*** Available records ***

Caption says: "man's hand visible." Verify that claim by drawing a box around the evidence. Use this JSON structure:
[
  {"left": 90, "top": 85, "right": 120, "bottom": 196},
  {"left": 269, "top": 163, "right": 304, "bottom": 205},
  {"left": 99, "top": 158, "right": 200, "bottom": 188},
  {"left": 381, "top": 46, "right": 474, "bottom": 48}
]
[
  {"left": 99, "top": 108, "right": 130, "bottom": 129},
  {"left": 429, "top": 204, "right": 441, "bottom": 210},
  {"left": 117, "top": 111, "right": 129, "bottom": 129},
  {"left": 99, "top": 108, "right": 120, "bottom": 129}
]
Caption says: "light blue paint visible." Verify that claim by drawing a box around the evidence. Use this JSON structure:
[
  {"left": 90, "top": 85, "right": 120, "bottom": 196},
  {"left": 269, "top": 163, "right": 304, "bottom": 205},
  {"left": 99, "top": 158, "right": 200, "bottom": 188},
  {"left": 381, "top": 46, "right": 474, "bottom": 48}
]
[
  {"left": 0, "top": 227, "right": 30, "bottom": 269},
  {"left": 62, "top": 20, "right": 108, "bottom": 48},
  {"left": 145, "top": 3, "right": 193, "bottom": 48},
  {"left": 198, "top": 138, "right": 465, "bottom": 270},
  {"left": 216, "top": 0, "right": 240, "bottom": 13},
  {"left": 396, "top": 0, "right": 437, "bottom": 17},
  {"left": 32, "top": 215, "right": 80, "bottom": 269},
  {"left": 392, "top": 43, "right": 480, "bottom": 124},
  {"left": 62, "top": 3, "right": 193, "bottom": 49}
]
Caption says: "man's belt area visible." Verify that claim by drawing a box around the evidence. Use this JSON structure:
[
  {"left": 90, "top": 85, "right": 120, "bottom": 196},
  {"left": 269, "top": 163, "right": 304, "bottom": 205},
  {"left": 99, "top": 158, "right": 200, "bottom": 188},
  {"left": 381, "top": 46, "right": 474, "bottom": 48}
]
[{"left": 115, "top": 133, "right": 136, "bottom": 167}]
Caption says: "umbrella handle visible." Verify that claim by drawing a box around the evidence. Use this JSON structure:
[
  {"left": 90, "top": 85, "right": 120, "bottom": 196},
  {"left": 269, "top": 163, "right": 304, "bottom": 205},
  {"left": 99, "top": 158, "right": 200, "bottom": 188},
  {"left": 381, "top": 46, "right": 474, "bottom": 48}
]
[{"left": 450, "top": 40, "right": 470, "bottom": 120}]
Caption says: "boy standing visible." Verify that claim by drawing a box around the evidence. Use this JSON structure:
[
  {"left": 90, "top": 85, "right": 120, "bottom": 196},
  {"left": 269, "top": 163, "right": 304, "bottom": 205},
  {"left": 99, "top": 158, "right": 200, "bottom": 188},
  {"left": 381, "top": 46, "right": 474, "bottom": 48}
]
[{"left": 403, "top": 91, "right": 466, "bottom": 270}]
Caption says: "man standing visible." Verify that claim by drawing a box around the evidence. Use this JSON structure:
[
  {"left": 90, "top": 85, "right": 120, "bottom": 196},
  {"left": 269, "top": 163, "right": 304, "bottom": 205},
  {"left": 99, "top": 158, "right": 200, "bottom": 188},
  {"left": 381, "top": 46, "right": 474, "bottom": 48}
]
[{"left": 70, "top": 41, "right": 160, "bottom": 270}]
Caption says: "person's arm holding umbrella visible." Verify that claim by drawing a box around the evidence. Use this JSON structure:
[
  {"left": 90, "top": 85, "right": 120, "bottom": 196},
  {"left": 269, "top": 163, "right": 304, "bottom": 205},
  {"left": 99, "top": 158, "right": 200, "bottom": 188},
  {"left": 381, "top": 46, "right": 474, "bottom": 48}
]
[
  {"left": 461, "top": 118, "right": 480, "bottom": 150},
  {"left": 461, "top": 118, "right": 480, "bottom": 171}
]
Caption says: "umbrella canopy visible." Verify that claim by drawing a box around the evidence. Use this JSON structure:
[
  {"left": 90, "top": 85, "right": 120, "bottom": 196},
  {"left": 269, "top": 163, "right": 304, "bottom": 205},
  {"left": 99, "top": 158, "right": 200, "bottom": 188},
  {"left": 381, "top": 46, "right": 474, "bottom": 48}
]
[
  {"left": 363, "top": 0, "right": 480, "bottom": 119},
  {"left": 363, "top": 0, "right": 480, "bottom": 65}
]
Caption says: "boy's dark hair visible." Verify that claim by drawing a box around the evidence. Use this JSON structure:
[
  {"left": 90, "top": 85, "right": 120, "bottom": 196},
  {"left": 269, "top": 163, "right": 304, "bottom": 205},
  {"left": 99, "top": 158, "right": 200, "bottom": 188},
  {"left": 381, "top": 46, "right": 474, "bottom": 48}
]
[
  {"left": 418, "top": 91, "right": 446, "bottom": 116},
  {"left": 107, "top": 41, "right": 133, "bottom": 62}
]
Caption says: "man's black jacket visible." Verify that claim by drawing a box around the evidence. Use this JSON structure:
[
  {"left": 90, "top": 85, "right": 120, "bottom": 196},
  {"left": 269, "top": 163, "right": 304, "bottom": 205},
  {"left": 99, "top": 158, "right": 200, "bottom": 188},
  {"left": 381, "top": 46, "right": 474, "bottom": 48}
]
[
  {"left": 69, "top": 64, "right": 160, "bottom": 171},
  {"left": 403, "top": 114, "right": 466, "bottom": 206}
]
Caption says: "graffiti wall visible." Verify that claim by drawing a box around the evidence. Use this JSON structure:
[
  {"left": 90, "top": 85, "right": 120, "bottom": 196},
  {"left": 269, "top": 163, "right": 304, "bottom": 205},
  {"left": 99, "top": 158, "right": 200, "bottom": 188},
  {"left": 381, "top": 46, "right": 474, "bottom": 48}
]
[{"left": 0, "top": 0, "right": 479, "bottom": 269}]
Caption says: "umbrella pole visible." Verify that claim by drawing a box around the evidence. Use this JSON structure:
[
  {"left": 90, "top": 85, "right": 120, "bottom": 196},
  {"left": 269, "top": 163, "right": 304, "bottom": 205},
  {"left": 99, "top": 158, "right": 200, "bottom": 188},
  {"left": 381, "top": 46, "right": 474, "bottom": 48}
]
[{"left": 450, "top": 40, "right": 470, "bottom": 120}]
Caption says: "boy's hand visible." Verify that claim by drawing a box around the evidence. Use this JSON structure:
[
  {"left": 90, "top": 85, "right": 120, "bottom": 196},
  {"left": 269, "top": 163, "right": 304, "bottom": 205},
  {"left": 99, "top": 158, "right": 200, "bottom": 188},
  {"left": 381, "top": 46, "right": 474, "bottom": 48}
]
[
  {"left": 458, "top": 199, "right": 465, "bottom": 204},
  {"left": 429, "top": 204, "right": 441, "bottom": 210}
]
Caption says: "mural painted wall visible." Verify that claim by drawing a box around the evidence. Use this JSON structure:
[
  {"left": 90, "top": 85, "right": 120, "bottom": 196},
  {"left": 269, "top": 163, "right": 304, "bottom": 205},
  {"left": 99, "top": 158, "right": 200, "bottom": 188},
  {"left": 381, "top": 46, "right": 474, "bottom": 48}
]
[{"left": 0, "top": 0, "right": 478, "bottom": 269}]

***

§ The task: Keep every word the same. Retype all the material.

§ Solution to the exercise:
Caption says: "man's hand visible." Verify that claim by drawing a box around the evidence. Use this JSON structure:
[
  {"left": 90, "top": 85, "right": 120, "bottom": 196},
  {"left": 269, "top": 163, "right": 304, "bottom": 205},
  {"left": 99, "top": 158, "right": 200, "bottom": 188},
  {"left": 381, "top": 46, "right": 474, "bottom": 48}
]
[
  {"left": 99, "top": 108, "right": 130, "bottom": 129},
  {"left": 429, "top": 204, "right": 441, "bottom": 210},
  {"left": 117, "top": 111, "right": 129, "bottom": 129},
  {"left": 99, "top": 108, "right": 120, "bottom": 129}
]
Caption says: "light blue paint visible." Verify that claim by drawing a box around the evidence. Use this JSON structure:
[
  {"left": 90, "top": 85, "right": 120, "bottom": 196},
  {"left": 269, "top": 163, "right": 304, "bottom": 205},
  {"left": 99, "top": 158, "right": 200, "bottom": 188},
  {"left": 381, "top": 46, "right": 474, "bottom": 48}
]
[
  {"left": 0, "top": 227, "right": 30, "bottom": 269},
  {"left": 62, "top": 20, "right": 108, "bottom": 48},
  {"left": 145, "top": 3, "right": 193, "bottom": 48},
  {"left": 198, "top": 138, "right": 465, "bottom": 270},
  {"left": 216, "top": 0, "right": 240, "bottom": 13},
  {"left": 396, "top": 0, "right": 437, "bottom": 17},
  {"left": 32, "top": 215, "right": 80, "bottom": 269},
  {"left": 392, "top": 43, "right": 480, "bottom": 124},
  {"left": 62, "top": 3, "right": 193, "bottom": 49}
]
Caption says: "man's belt area visible." Verify that claim by drawing a box around the evidence. Use this JSON structure:
[
  {"left": 90, "top": 85, "right": 120, "bottom": 196},
  {"left": 269, "top": 163, "right": 304, "bottom": 205},
  {"left": 99, "top": 158, "right": 200, "bottom": 188},
  {"left": 381, "top": 46, "right": 474, "bottom": 48}
]
[{"left": 115, "top": 133, "right": 136, "bottom": 167}]
Caption says: "umbrella handle visible." Verify that claim by drawing a box around the evidence. Use this JSON structure:
[
  {"left": 90, "top": 85, "right": 120, "bottom": 196},
  {"left": 269, "top": 163, "right": 304, "bottom": 205},
  {"left": 99, "top": 158, "right": 200, "bottom": 188},
  {"left": 381, "top": 46, "right": 474, "bottom": 48}
]
[{"left": 450, "top": 40, "right": 470, "bottom": 120}]
Caption says: "boy standing visible." Verify that claim by drawing a box around the evidence. Use this JSON structure:
[
  {"left": 90, "top": 85, "right": 120, "bottom": 196},
  {"left": 269, "top": 163, "right": 304, "bottom": 205},
  {"left": 99, "top": 158, "right": 200, "bottom": 188},
  {"left": 381, "top": 46, "right": 474, "bottom": 48}
]
[{"left": 403, "top": 91, "right": 466, "bottom": 270}]
Caption says: "man standing visible." Verify that claim by drawing a box around the evidence. Use this JSON structure:
[
  {"left": 90, "top": 85, "right": 120, "bottom": 196},
  {"left": 269, "top": 163, "right": 304, "bottom": 205},
  {"left": 99, "top": 158, "right": 200, "bottom": 188},
  {"left": 381, "top": 46, "right": 474, "bottom": 48}
]
[{"left": 70, "top": 41, "right": 160, "bottom": 270}]
Caption says: "person's arm holding umbrella visible." Verify that claim by drawing a box around the evidence. Use this JSON structure:
[
  {"left": 90, "top": 85, "right": 120, "bottom": 196},
  {"left": 269, "top": 163, "right": 304, "bottom": 205},
  {"left": 99, "top": 158, "right": 200, "bottom": 188},
  {"left": 381, "top": 46, "right": 474, "bottom": 48}
]
[
  {"left": 461, "top": 118, "right": 480, "bottom": 150},
  {"left": 461, "top": 118, "right": 480, "bottom": 171}
]
Caption says: "umbrella canopy visible." Verify that claim by drawing a box around the evidence. Use this JSON structure:
[
  {"left": 90, "top": 85, "right": 120, "bottom": 196},
  {"left": 269, "top": 163, "right": 304, "bottom": 205},
  {"left": 99, "top": 158, "right": 200, "bottom": 188},
  {"left": 381, "top": 46, "right": 474, "bottom": 48}
]
[
  {"left": 363, "top": 0, "right": 480, "bottom": 119},
  {"left": 363, "top": 0, "right": 480, "bottom": 65}
]
Caption says: "boy's dark hair visible." Verify that claim by drawing a box around the evidence. Use this JSON structure:
[
  {"left": 90, "top": 85, "right": 120, "bottom": 196},
  {"left": 269, "top": 163, "right": 304, "bottom": 205},
  {"left": 99, "top": 158, "right": 200, "bottom": 188},
  {"left": 381, "top": 46, "right": 474, "bottom": 48}
]
[
  {"left": 418, "top": 91, "right": 446, "bottom": 116},
  {"left": 107, "top": 41, "right": 133, "bottom": 62}
]
Caption says: "man's black jacket visible." Verify that claim by drawing a box around the evidence. Use this JSON structure:
[
  {"left": 90, "top": 85, "right": 120, "bottom": 196},
  {"left": 269, "top": 163, "right": 304, "bottom": 205},
  {"left": 99, "top": 158, "right": 200, "bottom": 188},
  {"left": 381, "top": 46, "right": 474, "bottom": 48}
]
[
  {"left": 69, "top": 64, "right": 160, "bottom": 171},
  {"left": 403, "top": 114, "right": 466, "bottom": 206}
]
Caption says: "graffiti wall visible." Verify that claim by drawing a box around the evidence. Use this JSON structure:
[
  {"left": 90, "top": 85, "right": 120, "bottom": 196},
  {"left": 269, "top": 163, "right": 304, "bottom": 205},
  {"left": 99, "top": 158, "right": 200, "bottom": 188},
  {"left": 381, "top": 46, "right": 474, "bottom": 48}
]
[{"left": 0, "top": 0, "right": 479, "bottom": 269}]
Caption says: "umbrella pole visible." Verify that claim by drawing a box around the evidence. Use this JSON structure:
[
  {"left": 90, "top": 85, "right": 120, "bottom": 196},
  {"left": 269, "top": 163, "right": 304, "bottom": 205},
  {"left": 99, "top": 158, "right": 200, "bottom": 188},
  {"left": 381, "top": 46, "right": 474, "bottom": 48}
]
[{"left": 450, "top": 40, "right": 470, "bottom": 120}]
Caption says: "boy's hand visible." Verify that claim by drawing a box around the evidence. Use this JSON structure:
[
  {"left": 90, "top": 85, "right": 120, "bottom": 196},
  {"left": 269, "top": 163, "right": 304, "bottom": 205},
  {"left": 99, "top": 158, "right": 200, "bottom": 188},
  {"left": 381, "top": 46, "right": 474, "bottom": 48}
]
[
  {"left": 458, "top": 199, "right": 465, "bottom": 204},
  {"left": 429, "top": 204, "right": 441, "bottom": 210}
]
Caption says: "mural painted wall visible." Verify that claim by drawing a box around the evidence. Use this JSON structure:
[
  {"left": 90, "top": 85, "right": 120, "bottom": 196},
  {"left": 269, "top": 163, "right": 304, "bottom": 205},
  {"left": 99, "top": 158, "right": 200, "bottom": 188},
  {"left": 381, "top": 46, "right": 474, "bottom": 48}
]
[{"left": 0, "top": 0, "right": 478, "bottom": 269}]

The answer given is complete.